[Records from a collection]
-------------------------
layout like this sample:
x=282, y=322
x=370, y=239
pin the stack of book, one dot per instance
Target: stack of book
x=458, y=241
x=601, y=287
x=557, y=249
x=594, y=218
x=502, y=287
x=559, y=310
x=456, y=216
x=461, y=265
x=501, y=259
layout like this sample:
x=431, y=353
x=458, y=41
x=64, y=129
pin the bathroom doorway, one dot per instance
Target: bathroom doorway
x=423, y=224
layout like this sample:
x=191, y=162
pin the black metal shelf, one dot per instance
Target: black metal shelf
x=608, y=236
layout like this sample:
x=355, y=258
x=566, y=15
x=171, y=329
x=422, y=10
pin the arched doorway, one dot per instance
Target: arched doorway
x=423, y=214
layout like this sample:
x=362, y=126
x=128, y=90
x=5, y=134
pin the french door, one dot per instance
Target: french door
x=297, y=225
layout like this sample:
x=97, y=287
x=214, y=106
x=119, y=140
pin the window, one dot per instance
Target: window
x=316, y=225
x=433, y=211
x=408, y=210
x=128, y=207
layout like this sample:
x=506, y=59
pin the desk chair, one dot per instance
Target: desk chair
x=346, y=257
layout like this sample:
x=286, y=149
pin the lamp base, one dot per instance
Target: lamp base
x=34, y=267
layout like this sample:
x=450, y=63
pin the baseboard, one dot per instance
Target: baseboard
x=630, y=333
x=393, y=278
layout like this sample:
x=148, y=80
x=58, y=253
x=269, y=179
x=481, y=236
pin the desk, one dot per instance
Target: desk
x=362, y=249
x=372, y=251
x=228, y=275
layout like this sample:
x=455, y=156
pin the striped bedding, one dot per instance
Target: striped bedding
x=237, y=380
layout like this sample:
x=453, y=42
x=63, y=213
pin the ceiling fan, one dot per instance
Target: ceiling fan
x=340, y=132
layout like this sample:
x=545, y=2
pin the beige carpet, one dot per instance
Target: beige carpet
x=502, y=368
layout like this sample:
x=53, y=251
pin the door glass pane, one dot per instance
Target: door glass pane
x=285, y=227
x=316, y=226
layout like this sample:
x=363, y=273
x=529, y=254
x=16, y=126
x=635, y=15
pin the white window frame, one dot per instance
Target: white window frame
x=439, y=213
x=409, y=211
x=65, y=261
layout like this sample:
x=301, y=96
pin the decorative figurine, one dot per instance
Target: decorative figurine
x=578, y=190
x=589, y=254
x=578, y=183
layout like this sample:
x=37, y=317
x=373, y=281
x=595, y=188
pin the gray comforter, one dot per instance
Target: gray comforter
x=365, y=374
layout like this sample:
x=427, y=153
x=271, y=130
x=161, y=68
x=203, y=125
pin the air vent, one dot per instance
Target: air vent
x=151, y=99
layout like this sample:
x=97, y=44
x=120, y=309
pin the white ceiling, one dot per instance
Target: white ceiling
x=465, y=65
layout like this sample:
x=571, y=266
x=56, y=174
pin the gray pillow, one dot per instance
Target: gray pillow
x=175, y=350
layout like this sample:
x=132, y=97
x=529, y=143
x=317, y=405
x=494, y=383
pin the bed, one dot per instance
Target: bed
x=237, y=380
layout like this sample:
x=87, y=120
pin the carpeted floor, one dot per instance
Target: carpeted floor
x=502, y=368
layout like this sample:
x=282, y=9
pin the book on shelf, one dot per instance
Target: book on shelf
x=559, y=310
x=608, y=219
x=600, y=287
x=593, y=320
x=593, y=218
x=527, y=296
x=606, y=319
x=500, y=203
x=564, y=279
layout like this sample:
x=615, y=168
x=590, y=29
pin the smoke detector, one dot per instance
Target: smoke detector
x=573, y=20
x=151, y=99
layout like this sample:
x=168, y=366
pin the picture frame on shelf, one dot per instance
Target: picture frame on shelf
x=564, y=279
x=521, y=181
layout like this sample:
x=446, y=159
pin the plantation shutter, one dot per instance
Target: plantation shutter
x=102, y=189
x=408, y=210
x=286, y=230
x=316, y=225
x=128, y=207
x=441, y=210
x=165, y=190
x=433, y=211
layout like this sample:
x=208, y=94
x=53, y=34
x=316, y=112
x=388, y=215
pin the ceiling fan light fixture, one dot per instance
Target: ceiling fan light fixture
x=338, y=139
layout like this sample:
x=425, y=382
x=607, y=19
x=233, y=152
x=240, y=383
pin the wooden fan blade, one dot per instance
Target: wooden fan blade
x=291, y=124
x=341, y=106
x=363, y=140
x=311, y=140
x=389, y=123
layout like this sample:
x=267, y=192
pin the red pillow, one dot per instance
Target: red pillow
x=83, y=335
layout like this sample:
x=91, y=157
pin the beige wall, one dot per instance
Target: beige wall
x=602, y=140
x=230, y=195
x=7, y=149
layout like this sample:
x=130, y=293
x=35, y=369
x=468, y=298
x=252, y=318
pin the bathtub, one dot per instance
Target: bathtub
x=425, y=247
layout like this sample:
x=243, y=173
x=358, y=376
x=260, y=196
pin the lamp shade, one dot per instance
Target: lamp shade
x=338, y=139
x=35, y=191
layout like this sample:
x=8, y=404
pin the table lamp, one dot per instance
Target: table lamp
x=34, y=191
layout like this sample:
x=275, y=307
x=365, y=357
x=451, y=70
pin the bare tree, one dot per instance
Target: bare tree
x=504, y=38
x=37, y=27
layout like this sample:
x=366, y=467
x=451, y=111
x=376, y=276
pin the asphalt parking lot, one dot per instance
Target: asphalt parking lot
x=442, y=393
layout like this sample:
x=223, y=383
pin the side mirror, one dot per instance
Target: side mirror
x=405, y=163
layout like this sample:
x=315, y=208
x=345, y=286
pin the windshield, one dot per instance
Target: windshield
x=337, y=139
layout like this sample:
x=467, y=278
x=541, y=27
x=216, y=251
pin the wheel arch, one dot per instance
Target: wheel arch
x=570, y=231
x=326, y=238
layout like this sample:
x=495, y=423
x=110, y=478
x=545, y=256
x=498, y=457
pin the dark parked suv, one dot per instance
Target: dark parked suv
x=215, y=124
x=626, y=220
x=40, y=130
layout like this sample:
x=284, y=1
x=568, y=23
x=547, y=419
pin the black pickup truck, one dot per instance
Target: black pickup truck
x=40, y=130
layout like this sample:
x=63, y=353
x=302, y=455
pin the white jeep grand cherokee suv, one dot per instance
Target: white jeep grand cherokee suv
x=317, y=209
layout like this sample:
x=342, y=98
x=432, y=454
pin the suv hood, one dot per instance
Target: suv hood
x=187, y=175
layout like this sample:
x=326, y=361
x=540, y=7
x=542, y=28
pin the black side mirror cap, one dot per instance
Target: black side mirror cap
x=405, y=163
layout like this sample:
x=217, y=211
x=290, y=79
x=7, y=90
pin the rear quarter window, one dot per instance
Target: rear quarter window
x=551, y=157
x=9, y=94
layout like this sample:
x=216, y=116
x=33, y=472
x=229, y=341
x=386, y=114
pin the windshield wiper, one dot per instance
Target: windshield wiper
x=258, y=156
-------------------------
• **Task statement**:
Could you transcribe the records in full, exactly?

• **Worked solution**:
layout like this sample:
x=282, y=322
x=370, y=239
pin the stack of book, one dot per instance
Target: stack of book
x=458, y=241
x=601, y=287
x=557, y=249
x=594, y=218
x=502, y=287
x=559, y=310
x=456, y=216
x=461, y=265
x=501, y=259
layout like this sample:
x=431, y=353
x=458, y=41
x=64, y=129
pin the bathroom doorway, one dot per instance
Target: bathroom doorway
x=423, y=224
layout like this sample:
x=191, y=162
pin the black metal shelf, one dot per instance
Target: black metal shelf
x=608, y=236
layout like this sample:
x=355, y=258
x=566, y=15
x=171, y=329
x=422, y=10
pin the arched doorway, one dot per instance
Target: arched doorway
x=423, y=214
layout like this sample:
x=362, y=126
x=128, y=90
x=5, y=134
pin the french door, one dot per instance
Target: french door
x=297, y=225
layout like this sample:
x=97, y=287
x=214, y=106
x=119, y=140
pin the window, one dot per instance
Target: window
x=316, y=225
x=433, y=211
x=408, y=210
x=128, y=207
layout like this sample:
x=506, y=59
pin the desk chair, one dot per instance
Target: desk chair
x=346, y=257
layout like this sample:
x=286, y=149
pin the lamp base, one dot per instance
Target: lamp base
x=34, y=267
layout like this sample:
x=450, y=63
pin the baseboard, one dot per instance
Target: baseboard
x=630, y=333
x=393, y=278
layout like this sample:
x=148, y=80
x=58, y=253
x=269, y=179
x=481, y=236
pin the desk, one dot per instance
Target: desk
x=362, y=249
x=372, y=251
x=228, y=275
layout like this sample:
x=455, y=156
pin the striped bedding, one dot per instance
Target: striped bedding
x=237, y=380
layout like this sample:
x=453, y=42
x=63, y=213
pin the ceiling fan, one dot per instance
Target: ceiling fan
x=340, y=132
layout like this sample:
x=545, y=2
pin the beige carpet, one dot per instance
Target: beige carpet
x=502, y=368
layout like this sample:
x=53, y=251
pin the door glass pane, one dot per instance
Target: door glass pane
x=285, y=227
x=316, y=226
layout like this sample:
x=363, y=273
x=529, y=254
x=16, y=126
x=635, y=15
pin the white window frame, one dot per instance
Target: white window frame
x=439, y=213
x=409, y=211
x=65, y=261
layout like this sample:
x=301, y=96
pin the decorative figurine, one dot per instance
Target: decorative figurine
x=578, y=190
x=589, y=254
x=578, y=183
layout like this sample:
x=37, y=317
x=373, y=281
x=595, y=188
pin the gray comforter, one dot per instance
Target: gray comforter
x=365, y=374
layout like this sample:
x=427, y=153
x=271, y=130
x=161, y=68
x=203, y=125
pin the air vent, one dot per instance
Target: air vent
x=151, y=99
layout like this sample:
x=97, y=44
x=120, y=309
pin the white ceiling, one dot per instance
Target: white ceiling
x=465, y=65
layout like this sample:
x=571, y=266
x=56, y=174
pin the gray pillow, one dot per instance
Target: gray pillow
x=175, y=350
layout like this sample:
x=132, y=97
x=529, y=143
x=317, y=405
x=494, y=383
pin the bed, one dot per instance
Target: bed
x=237, y=380
layout like this sample:
x=87, y=120
pin the carpeted floor, one dot per instance
Target: carpeted floor
x=502, y=368
layout like this sample:
x=282, y=9
pin the book on shelf, one dot per instance
Target: book on shelf
x=559, y=310
x=608, y=219
x=600, y=287
x=593, y=320
x=593, y=218
x=527, y=296
x=606, y=319
x=500, y=203
x=564, y=279
layout like this sample:
x=615, y=168
x=590, y=29
pin the smoke detector, one dot per instance
Target: smoke detector
x=573, y=20
x=151, y=99
layout like this sample:
x=168, y=366
pin the picture frame on shelf, one dot per instance
Target: picture frame on shelf
x=564, y=279
x=521, y=181
layout like this sample:
x=446, y=159
pin the plantation shutter, one dot per instance
Target: plantation shutter
x=102, y=189
x=408, y=210
x=286, y=230
x=316, y=225
x=128, y=207
x=441, y=210
x=165, y=190
x=433, y=211
layout like this sample:
x=208, y=94
x=53, y=34
x=316, y=112
x=388, y=215
pin the ceiling fan light fixture, one dot per instance
Target: ceiling fan light fixture
x=338, y=139
layout like this sample:
x=425, y=382
x=607, y=19
x=233, y=152
x=240, y=383
pin the wooden fan blade, one dot per instance
Target: wooden fan blade
x=291, y=124
x=341, y=106
x=363, y=140
x=311, y=140
x=389, y=123
layout like this sample:
x=267, y=192
pin the red pillow, one dot per instance
Target: red pillow
x=83, y=335
layout like this sample:
x=91, y=157
pin the beige wall, one dot per instance
Target: beige wall
x=602, y=140
x=230, y=195
x=7, y=149
layout like this sample:
x=130, y=293
x=35, y=369
x=468, y=298
x=252, y=318
pin the bathtub, one dot per instance
Target: bathtub
x=425, y=247
layout like this sample:
x=243, y=173
x=358, y=376
x=260, y=196
pin the lamp shade, one dot per instance
Target: lamp shade
x=338, y=139
x=35, y=191
layout like this sample:
x=8, y=404
pin the table lamp, one dot per instance
Target: table lamp
x=34, y=191
layout like this sample:
x=275, y=307
x=365, y=357
x=451, y=70
pin the bare tree, one dot per instance
Target: bare tree
x=504, y=38
x=37, y=27
layout like this sample:
x=366, y=467
x=451, y=111
x=376, y=276
pin the asphalt parking lot, one dot per instance
Target: asphalt parking lot
x=442, y=393
layout like this sample:
x=223, y=383
pin the side mirror, one dot per instance
Target: side mirror
x=405, y=163
layout like this sample:
x=315, y=208
x=345, y=286
pin the windshield, one dot per instance
Target: windshield
x=337, y=139
layout like this sample:
x=467, y=278
x=541, y=27
x=216, y=251
pin the wheel arch, one dot per instance
Target: wheel arch
x=570, y=231
x=326, y=238
layout like this sample:
x=495, y=423
x=110, y=478
x=545, y=256
x=498, y=457
pin the dark parked suv, one dot per instance
Target: dark parked suv
x=215, y=124
x=626, y=220
x=40, y=130
layout like this sample:
x=284, y=1
x=568, y=23
x=547, y=419
pin the black pickup truck, one dot per instance
Target: black pickup truck
x=40, y=130
layout like this sample:
x=63, y=353
x=302, y=455
pin the white jeep grand cherokee suv, one dot per instance
Target: white jeep grand cherokee suv
x=317, y=209
layout like this sample:
x=342, y=98
x=432, y=454
pin the suv hood, one dot per instance
Target: suv hood
x=187, y=175
layout like this sample:
x=326, y=361
x=540, y=7
x=542, y=28
pin the black side mirror cap, one dot per instance
Target: black side mirror cap
x=405, y=163
layout like this sample:
x=217, y=211
x=290, y=79
x=7, y=90
pin the rear quarter window, one dot per instance
Target: rear quarter window
x=551, y=157
x=9, y=94
layout like this sample:
x=216, y=116
x=33, y=472
x=229, y=341
x=386, y=114
pin the windshield wiper, one dot per instance
Target: windshield wiper
x=258, y=156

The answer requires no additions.